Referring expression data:
━━━━━━━━

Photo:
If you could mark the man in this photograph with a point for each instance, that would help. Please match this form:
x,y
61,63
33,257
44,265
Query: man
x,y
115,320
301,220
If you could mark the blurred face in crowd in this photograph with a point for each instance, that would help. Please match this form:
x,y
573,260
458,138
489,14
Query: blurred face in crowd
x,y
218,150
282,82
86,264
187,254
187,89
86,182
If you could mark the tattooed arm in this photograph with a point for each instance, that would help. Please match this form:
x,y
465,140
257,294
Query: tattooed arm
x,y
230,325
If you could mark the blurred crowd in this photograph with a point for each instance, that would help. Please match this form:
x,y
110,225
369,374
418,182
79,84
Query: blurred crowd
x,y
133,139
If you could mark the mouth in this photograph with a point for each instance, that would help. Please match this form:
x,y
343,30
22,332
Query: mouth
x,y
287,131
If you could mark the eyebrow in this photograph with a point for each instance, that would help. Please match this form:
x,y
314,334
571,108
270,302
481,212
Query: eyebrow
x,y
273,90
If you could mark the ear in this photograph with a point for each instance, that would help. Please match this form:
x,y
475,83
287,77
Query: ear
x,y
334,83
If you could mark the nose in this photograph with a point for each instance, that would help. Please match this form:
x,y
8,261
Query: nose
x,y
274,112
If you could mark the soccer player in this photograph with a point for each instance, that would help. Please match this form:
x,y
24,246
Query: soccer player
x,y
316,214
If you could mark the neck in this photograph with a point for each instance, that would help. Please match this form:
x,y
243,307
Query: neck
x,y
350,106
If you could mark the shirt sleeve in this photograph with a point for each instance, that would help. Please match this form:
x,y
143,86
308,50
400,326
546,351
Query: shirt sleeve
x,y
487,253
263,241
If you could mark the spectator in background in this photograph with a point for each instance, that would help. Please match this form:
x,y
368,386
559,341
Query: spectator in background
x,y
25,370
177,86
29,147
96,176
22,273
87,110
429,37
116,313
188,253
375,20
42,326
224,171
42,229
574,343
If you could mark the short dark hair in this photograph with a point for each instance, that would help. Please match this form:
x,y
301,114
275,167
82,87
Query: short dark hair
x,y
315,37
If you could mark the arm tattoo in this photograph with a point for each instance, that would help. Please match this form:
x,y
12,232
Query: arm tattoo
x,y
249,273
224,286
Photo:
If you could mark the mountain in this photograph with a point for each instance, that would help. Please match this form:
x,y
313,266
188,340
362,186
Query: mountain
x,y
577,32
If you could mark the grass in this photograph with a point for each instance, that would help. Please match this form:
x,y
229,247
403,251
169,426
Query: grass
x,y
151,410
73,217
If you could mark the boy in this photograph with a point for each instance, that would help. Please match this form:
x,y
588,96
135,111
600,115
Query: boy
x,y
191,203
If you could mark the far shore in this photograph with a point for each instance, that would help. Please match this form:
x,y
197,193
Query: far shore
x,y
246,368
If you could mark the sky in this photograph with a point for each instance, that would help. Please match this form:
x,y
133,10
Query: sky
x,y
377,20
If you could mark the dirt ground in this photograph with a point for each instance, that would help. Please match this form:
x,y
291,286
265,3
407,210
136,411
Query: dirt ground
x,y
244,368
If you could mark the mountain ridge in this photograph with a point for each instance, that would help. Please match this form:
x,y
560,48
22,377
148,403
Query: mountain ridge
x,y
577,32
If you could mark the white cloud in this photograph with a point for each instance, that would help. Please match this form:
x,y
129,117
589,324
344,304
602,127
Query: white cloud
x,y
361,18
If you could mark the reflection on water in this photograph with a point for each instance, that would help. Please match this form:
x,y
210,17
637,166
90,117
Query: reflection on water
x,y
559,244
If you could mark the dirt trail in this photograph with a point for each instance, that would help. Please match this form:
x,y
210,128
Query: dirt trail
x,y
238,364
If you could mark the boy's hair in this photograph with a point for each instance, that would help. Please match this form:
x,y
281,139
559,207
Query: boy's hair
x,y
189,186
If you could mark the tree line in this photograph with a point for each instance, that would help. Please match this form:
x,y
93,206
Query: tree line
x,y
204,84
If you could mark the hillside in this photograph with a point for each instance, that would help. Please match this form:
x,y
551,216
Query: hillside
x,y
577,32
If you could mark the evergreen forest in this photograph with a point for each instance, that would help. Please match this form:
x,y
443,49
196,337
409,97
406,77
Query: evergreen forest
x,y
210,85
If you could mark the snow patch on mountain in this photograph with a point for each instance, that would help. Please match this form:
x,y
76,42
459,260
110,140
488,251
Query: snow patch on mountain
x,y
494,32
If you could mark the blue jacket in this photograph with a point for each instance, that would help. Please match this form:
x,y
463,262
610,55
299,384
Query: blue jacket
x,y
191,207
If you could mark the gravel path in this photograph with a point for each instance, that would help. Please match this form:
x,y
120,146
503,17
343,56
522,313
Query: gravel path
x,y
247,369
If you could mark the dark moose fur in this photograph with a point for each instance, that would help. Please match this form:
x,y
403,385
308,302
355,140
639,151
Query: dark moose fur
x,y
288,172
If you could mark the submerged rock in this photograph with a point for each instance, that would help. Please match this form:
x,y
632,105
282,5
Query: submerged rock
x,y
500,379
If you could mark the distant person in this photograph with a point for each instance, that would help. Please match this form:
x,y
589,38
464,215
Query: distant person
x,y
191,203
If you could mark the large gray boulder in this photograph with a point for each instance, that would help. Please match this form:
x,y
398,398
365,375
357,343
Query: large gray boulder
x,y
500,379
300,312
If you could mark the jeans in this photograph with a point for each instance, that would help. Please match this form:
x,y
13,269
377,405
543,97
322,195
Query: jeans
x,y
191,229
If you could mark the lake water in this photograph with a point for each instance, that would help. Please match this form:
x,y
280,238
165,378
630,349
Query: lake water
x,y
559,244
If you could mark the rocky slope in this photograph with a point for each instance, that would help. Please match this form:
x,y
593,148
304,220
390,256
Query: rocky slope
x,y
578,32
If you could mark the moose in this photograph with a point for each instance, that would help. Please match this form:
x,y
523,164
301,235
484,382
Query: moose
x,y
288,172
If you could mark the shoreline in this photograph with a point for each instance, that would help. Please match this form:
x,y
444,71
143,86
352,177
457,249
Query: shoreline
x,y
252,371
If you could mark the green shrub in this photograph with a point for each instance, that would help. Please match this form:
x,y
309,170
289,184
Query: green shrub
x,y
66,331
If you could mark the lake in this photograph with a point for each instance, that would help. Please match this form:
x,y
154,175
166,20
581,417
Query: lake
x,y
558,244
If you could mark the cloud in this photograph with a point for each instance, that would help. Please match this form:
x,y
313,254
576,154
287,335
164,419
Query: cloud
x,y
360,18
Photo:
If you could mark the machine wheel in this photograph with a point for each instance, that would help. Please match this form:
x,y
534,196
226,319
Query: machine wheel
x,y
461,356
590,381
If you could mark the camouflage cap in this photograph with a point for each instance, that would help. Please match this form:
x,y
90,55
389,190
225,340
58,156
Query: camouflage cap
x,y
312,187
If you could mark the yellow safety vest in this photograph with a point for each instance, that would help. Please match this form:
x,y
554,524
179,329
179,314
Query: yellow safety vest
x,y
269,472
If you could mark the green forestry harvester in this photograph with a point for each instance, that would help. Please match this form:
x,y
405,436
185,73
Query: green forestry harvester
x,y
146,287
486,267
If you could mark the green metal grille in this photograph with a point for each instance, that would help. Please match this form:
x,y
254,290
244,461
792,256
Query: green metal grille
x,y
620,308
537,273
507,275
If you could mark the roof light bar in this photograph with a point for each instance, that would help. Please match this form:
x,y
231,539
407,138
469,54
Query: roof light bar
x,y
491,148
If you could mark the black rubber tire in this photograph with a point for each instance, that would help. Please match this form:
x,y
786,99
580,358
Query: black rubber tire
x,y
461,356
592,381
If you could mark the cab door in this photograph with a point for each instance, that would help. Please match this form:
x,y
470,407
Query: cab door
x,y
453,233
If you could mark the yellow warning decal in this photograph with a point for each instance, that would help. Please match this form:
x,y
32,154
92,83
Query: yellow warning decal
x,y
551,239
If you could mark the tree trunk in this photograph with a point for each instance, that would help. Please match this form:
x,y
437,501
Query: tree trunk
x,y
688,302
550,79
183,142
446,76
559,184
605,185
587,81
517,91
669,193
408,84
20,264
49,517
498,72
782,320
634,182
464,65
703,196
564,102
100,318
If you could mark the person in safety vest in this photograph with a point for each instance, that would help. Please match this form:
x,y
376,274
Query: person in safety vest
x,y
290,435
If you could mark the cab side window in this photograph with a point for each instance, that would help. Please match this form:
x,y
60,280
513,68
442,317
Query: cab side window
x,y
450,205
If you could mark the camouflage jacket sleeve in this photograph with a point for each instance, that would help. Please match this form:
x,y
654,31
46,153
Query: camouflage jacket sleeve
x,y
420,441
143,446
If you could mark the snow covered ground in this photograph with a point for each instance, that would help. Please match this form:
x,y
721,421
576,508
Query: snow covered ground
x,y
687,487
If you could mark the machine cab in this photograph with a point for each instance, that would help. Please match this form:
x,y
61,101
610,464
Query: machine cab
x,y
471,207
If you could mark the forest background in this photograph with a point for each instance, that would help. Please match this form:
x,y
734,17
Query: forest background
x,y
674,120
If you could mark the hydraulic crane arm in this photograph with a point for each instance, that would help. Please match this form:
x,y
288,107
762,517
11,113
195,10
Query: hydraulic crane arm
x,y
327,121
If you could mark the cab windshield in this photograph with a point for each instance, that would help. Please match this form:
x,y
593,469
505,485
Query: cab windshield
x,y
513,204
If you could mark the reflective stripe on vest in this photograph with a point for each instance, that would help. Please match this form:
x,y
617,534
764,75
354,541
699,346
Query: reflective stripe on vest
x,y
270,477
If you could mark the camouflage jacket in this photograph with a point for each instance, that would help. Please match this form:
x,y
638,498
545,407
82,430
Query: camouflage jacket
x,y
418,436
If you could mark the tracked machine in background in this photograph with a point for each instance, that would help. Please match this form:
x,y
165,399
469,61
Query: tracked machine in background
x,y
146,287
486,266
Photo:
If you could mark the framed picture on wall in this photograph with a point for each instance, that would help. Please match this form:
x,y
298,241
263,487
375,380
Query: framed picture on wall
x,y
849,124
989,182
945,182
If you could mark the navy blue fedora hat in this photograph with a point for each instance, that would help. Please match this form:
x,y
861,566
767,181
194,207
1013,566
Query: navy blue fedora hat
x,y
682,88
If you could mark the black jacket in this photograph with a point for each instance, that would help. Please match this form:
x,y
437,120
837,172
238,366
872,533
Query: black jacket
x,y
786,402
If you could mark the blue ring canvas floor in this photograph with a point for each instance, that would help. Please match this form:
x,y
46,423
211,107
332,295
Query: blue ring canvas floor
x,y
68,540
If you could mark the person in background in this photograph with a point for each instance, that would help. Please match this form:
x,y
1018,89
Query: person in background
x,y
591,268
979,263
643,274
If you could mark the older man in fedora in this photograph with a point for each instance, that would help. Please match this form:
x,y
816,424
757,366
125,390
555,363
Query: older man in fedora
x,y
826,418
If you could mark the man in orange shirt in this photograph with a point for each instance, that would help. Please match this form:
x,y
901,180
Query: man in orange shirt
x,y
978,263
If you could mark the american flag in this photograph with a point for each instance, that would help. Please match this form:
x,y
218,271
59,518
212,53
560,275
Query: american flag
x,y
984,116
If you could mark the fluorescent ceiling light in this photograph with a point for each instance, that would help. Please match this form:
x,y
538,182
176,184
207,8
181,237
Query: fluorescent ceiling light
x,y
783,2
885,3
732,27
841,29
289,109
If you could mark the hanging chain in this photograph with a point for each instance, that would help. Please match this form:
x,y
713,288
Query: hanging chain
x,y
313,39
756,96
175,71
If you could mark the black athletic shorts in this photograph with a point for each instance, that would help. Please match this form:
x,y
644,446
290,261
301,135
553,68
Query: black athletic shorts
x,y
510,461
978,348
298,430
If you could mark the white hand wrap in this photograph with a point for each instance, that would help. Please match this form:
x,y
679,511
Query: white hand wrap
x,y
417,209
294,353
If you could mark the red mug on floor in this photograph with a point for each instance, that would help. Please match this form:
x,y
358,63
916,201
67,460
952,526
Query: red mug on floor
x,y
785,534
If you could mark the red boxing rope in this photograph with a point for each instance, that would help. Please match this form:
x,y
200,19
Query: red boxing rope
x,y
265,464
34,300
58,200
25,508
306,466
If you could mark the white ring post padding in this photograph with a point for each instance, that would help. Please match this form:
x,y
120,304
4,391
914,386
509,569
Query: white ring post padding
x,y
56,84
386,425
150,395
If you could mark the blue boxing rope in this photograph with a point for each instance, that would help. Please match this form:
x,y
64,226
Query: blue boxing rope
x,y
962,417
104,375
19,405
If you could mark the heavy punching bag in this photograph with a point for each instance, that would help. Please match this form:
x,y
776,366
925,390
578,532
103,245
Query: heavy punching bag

━━━━━━━━

WHAT NEEDS TO BE DONE:
Your answer should be the lines of the records that include the word "heavy".

ANSWER AREA:
If you could mark the heavy punching bag in this photograph with a point for each instance, that would help. Please match this form:
Query: heavy punching bag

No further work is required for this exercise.